= Consegna =
Nel testo sul paracadute, quali sono i sottoassiemi principali in cui il colonnello Dechigi suddivide il paracadute? Elencali tutti.

= Estratto del testo =
::::::::
C'è poco da dire, il brevetto da paracadutista è ambito da ogni militare e in ogni forza armata. Non è infatti assolutamente raro vederli brillare anche sulle divise dell'Arma o della Marina. Ma mentre ci si sofferma ad ammirare un lancio da un C-130, si riflette mai abbastanza sul pezzo di tela e la storia che ha permesso a Leonardo da Vinci di veder realizzato uno dei suoi progetti: "ognuno si potrà gittare da qualsiasi altezza senza alcun rischio"?
Poche settimane addietro l'esercito statunitense ha svolto test sui paracadute di riserva per eliminare rischi di aperture premature. Incuriositi dalla singolare sperimentazione abbiamo colto l'occasione per chiedere all'ufficio stampa dell'Esercito di approfondire l'argomento intervistando due professionisti di riferimento.
In brevissimo tempo ("tempi Folgore") siamo stati messi in contatto con il colonnello Cristiano Maria Dechigi, il vice comandante della brigata paracadutisti, ed il sergente maggiore Umberto Arcella, sottufficiale "Ripiegatore" del battaglione AVIO - compagnia Aviolanci e Manutenzione.
Il colonnello Dechigi ha 40 anni di carriera alle spalle e con malcelata ammirazione mi viene descritto come la "memoria storica" del paracadutismo militare italiano. Rivolgiamo a lui le prime domande...
Colonnello, cos’è un paracadute?
Tecnicamente il paracadute è un dispositivo che ha lo scopo di ridurre la velocità di discesa di un grave al quale è vincolato. Per noi militari ciò si traduce in un dispositivo da utilizzare quale mezzo di trasporto con il fine di raggiungere l’area da dove poi inizierà la nostra missione.
Come è fatto un paracadute?
Un paracadute è composto da una calotta dalla quale diparte un gruppo di funi di sospensione. Queste ultime vanno a collegarsi ad una imbracatura che sosterrà dunque il nostro paracadutista.
Entrando un po’ più nello specifico, potremmo suddividere il nostro paracadute in tre sottoassiemi principali, ovvero la calotta con il gruppo funi di sospensione, l’imbracatura ed infine il congegno di sicurezza per l’apertura del paracadute di riserva.
Quando è stato introdotto il paracadute in campo militare in Italia?
Il primo impiegato per scopi militari e non solo salva vita, quale comunque era, è un paracadute inglese ancora conservato a Udine presso il Museo della brigata alpina Julia. Venne impiegato nel 1918 da un nucleo di Arditi infiltrati in territorio italiano occupato dagli austriaci.
::::::::
(Record del dataset)
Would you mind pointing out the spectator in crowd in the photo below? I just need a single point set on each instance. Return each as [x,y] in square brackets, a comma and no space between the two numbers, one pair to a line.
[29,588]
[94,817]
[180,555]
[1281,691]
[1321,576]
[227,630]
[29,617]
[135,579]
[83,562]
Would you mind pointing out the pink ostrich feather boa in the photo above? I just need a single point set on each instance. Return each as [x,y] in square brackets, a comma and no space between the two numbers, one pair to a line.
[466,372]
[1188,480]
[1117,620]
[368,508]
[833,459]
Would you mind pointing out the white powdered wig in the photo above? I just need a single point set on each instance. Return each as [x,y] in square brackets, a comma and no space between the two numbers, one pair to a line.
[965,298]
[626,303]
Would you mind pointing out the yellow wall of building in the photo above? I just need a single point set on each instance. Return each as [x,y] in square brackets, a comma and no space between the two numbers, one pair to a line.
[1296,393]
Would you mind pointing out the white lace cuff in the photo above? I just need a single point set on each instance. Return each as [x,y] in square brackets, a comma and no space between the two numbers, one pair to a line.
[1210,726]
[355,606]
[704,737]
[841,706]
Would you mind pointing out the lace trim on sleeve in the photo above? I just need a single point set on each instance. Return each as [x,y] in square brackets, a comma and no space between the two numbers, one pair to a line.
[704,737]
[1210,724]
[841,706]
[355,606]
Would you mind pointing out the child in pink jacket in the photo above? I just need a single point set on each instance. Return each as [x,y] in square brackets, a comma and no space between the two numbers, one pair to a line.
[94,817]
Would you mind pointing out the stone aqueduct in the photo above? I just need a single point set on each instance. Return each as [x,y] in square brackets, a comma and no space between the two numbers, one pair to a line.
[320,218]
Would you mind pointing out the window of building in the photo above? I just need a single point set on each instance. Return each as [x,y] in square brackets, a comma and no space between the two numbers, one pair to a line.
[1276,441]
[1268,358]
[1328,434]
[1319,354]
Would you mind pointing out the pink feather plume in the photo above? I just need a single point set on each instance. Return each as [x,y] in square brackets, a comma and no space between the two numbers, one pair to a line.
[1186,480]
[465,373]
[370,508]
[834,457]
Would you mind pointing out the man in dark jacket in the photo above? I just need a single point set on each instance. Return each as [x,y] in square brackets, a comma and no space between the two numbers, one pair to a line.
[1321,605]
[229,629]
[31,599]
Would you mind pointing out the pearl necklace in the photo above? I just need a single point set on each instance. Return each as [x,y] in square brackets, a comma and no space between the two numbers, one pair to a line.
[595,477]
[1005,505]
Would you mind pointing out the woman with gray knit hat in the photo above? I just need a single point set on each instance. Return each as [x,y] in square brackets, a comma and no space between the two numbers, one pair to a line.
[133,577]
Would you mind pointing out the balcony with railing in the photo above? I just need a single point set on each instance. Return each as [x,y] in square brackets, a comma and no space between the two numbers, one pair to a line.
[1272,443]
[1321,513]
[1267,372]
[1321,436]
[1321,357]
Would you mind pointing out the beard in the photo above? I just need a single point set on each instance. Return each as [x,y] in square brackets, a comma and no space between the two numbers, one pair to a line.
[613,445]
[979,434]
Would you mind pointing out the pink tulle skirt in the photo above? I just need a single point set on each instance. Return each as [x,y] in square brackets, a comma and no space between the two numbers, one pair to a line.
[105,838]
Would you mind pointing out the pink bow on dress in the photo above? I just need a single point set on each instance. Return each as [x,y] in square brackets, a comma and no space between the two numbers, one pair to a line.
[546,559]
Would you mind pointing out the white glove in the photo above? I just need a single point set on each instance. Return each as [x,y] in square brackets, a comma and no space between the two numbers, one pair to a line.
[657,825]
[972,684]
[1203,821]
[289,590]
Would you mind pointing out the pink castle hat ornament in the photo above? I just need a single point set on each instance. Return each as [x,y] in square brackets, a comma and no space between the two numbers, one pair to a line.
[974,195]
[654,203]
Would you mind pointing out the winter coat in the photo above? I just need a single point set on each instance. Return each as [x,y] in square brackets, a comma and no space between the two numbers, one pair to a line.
::::::::
= Risultato corretto =
- la calotta con il gruppo funi di sospensione
- l'imbracatura
- il congegno di sicurezza per l'apertura del paracadute di riserva